** START OF Available data **

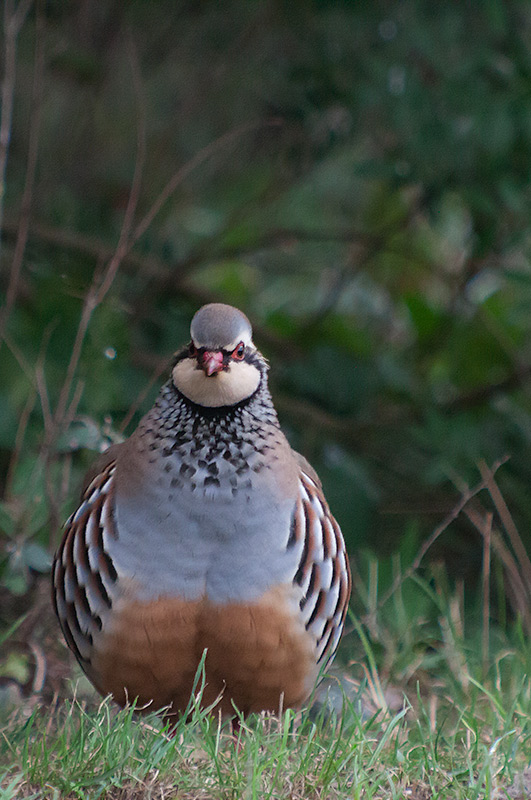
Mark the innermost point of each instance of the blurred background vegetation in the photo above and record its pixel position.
(356, 177)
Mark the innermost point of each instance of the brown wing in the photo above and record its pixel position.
(323, 572)
(83, 573)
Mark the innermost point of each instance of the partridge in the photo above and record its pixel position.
(204, 531)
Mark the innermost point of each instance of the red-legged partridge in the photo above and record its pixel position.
(204, 530)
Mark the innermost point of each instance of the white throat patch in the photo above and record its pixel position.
(226, 388)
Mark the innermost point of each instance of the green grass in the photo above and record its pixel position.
(447, 732)
(471, 752)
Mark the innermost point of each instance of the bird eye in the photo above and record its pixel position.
(239, 352)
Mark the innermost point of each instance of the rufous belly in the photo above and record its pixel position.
(256, 653)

** END OF Available data **

Task to carry out. Copy every one of the entries above word for word, leaving out the pictures.

Expected answer.
Mark the innermost point of each instance of the blurred background vegetation in the photo above and record its pixel position.
(356, 177)
Mark the innermost point of each instance of the brown wing in the photo above and record its pixel position.
(323, 572)
(83, 573)
Mark the innermost point of each instance of the partridge in the photo above and record its pixel position.
(204, 531)
Mark the innermost point of each instance of the red-legged partridge in the photo above and record its pixel position.
(204, 530)
Mark the innermost point of each instance of the white throat patch in the photo above and record its pixel position.
(226, 388)
Mark the innermost point of each instance of the green grass in the photo above and record its pixel position.
(447, 732)
(471, 752)
Mark the innermost point of each instance of the bird eye in the photo above and record its pixel position.
(239, 352)
Mark the innermost point of each instance of the rufous belly in the photo above and record its pixel position.
(256, 653)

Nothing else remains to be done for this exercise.